BEGIN Page extract

Can We Discuss Annuals for a Second?

Yes, I know it’s not Sunday, but, when it comes to discussing annuals, why should we be confined to Sundays?  Here’s my question.  An annual is a plant that grows, blooms, goes to seed and dies in a year.  A perennial is a plant that grows, blooms, goes to seed, and lives on for many years.

Now, a morning glory is technically an annual, because it grows, blooms, goes to seed, and dies all in a year.  But once you have morning glories, who ever needs to replant them?  They just reseed themselves nicely until the end of time (or so it seems).

So, how can a beginning gardener know which annuals are actually annuals that you will have to replant your damn self next year and which are annuals that, though they are dead, their children and their children’s children will live on in your garden until you kill them?

16 thoughts on “Can We Discuss Annuals for a Second?

  1. Google the term “self-seeding annuals” and you’ll have more info than you probably wanted.

  2. Generally speaking, perennials have some sort of rhizome, tuber or bulb that lives on in the ground from year to year, and that can multiply.

  3. I am still, honestly, not sure what a rhizome is. It looks to me like a thin tuber or piece of root. But wikipedia says it’s some kind of stem. So, when a redwood falls and new redwoods spring out of its trunk is that a rhizome?

  4. Ooo. Vol Abroad! I hope so. That’s my type of gardening! I’ll pick some plants I like and they can decide where in the yard they’ll live!

END Page extract
BEGIN Dataset content

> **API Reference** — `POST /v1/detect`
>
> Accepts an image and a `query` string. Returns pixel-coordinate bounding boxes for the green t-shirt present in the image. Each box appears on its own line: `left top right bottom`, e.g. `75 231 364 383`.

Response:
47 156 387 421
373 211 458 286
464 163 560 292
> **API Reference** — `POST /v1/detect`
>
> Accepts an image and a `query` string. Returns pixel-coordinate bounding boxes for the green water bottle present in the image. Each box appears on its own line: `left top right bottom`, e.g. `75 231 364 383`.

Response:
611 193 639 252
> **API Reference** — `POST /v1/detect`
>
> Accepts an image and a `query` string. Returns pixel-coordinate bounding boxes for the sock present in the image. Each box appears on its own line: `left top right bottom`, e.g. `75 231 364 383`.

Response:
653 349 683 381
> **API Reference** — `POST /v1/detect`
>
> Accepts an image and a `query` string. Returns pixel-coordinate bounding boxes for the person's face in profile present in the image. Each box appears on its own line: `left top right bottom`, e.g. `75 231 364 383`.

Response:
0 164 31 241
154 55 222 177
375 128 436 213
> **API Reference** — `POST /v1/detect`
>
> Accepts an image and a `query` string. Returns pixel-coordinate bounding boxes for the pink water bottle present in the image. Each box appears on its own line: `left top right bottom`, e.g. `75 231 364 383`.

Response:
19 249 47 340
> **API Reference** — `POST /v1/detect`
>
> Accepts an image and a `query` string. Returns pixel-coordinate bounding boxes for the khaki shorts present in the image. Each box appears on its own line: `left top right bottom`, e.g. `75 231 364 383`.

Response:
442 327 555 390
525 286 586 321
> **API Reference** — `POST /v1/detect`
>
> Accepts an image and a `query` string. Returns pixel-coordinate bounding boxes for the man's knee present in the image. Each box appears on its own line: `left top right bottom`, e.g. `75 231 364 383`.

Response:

END Dataset content
BEGIN Dataset content

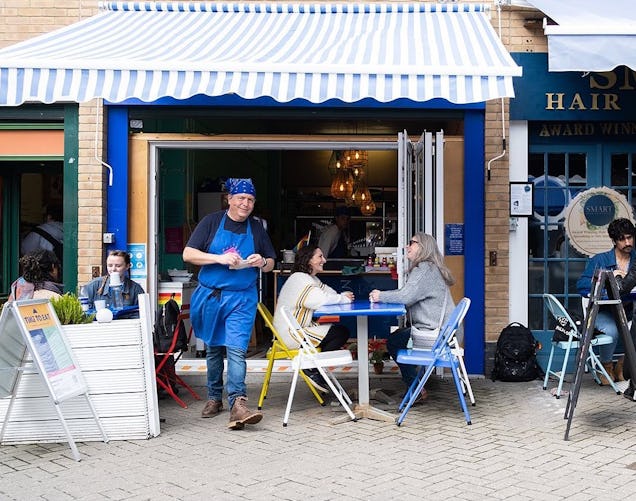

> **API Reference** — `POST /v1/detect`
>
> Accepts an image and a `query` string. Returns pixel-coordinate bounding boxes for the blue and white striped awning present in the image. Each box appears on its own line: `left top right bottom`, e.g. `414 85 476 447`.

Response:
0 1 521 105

END Dataset content

[What is expected]:
Repeat the post about annuals from "Now, a morning" to "that can multiply.", substituting "resow" for "replant". These entries have no connection to the post about annuals.

[Response box]:
Now, a morning glory is technically an annual, because it grows, blooms, goes to seed, and dies all in a year.  But once you have morning glories, who ever needs to resow them?  They just reseed themselves nicely until the end of time (or so it seems).

So, how can a beginning gardener know which annuals are actually annuals that you will have to resow your damn self next year and which are annuals that, though they are dead, their children and their children’s children will live on in your garden until you kill them?

16 thoughts on “Can We Discuss Annuals for a Second?

  1. Google the term “self-seeding annuals” and you’ll have more info than you probably wanted.

  2. Generally speaking, perennials have some sort of rhizome, tuber or bulb that lives on in the ground from year to year, and that can multiply.